EXERCISE AIM
Display each line of the entries that includes the string "suit".

ENTRIES
-------

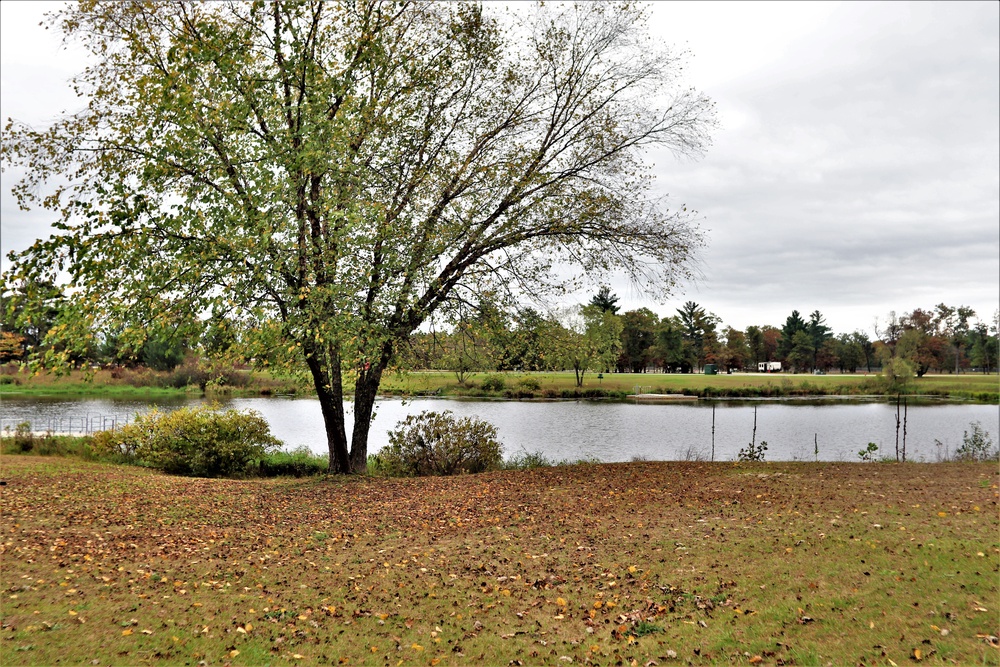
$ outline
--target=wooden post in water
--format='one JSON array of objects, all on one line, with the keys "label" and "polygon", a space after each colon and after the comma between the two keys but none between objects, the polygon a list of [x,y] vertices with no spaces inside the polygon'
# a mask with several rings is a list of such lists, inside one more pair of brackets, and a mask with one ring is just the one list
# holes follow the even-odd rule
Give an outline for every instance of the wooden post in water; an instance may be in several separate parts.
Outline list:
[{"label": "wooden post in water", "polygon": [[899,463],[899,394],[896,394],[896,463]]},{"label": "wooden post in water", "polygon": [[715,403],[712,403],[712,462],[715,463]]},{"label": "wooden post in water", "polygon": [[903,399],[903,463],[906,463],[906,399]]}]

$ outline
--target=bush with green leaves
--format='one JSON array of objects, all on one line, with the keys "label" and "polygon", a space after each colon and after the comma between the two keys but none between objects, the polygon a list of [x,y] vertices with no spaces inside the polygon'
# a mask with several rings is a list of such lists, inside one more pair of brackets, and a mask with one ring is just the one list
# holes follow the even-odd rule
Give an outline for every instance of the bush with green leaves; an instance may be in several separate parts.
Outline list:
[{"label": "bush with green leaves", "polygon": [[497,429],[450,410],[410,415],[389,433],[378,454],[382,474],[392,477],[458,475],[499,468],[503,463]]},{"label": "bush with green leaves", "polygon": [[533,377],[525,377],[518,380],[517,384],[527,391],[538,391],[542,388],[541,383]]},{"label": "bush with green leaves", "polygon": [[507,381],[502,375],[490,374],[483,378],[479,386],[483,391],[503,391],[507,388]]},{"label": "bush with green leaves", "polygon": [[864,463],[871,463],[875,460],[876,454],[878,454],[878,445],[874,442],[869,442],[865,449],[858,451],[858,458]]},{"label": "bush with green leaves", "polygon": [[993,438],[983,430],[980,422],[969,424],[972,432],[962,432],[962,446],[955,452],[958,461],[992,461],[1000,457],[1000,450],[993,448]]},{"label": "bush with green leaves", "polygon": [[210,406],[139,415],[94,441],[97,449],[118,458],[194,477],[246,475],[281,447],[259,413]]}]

-------

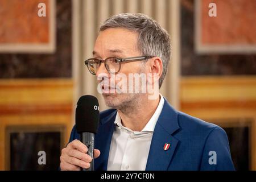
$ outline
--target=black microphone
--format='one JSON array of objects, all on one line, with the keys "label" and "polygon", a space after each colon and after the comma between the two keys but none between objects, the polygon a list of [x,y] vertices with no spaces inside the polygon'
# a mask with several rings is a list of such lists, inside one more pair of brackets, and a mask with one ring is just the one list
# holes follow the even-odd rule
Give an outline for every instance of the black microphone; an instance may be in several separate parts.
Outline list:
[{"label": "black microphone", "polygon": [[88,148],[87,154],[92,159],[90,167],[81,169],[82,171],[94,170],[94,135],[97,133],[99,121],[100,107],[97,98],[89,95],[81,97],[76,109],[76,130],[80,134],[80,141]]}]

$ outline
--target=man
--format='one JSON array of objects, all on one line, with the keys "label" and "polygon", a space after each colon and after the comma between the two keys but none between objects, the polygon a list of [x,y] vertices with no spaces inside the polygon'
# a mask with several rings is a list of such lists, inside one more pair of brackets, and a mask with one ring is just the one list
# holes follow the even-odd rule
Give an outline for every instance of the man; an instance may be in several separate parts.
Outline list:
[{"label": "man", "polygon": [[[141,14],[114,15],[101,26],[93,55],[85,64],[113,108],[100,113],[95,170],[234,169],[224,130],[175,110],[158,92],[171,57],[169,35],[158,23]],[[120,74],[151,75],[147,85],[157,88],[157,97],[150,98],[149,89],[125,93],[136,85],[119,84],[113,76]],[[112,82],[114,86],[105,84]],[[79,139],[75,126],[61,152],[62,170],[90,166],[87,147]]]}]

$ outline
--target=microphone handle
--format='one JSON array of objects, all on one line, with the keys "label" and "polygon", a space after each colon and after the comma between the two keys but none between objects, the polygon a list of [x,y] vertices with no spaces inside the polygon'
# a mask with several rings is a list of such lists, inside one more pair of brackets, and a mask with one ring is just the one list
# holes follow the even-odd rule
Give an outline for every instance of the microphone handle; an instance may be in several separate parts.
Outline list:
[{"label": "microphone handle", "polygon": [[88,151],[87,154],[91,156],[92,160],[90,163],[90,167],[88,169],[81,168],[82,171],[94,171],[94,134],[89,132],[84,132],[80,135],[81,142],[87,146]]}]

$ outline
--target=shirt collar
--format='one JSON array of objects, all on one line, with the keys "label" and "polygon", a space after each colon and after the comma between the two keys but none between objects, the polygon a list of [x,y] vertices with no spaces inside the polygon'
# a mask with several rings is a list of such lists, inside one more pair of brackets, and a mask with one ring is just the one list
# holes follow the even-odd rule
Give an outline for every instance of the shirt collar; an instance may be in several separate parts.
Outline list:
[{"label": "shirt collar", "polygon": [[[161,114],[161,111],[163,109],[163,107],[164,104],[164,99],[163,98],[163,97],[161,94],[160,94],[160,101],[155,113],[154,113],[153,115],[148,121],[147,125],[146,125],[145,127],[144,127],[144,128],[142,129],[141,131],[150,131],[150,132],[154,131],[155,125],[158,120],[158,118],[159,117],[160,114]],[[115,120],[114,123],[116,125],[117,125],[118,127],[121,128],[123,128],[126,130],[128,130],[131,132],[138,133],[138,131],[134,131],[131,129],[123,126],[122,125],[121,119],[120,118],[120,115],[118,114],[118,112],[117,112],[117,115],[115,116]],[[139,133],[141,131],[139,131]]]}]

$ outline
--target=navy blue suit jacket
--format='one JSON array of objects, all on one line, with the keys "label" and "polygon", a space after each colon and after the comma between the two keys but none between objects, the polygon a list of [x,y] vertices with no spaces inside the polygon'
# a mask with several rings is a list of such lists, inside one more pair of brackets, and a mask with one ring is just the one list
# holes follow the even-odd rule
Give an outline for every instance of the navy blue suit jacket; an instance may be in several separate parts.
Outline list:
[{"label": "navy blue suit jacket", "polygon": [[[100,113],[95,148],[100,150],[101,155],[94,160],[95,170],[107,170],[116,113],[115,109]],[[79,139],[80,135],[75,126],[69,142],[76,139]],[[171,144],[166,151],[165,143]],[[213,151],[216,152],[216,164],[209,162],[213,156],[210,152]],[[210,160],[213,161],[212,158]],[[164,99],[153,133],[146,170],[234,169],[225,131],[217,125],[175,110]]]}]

-------

REPLY TO THE EXERCISE
--target=navy blue suit jacket
Give an outline for every instance of the navy blue suit jacket; an instance may be in several separate parts.
[{"label": "navy blue suit jacket", "polygon": [[[100,113],[95,148],[100,150],[101,155],[94,160],[95,170],[107,170],[116,113],[115,109]],[[79,139],[80,135],[75,126],[69,142],[76,139]],[[171,144],[166,151],[165,143]],[[213,151],[216,152],[216,164],[209,162],[213,156],[210,152]],[[210,160],[213,161],[212,158]],[[164,99],[153,133],[146,170],[234,169],[225,131],[217,125],[175,110]]]}]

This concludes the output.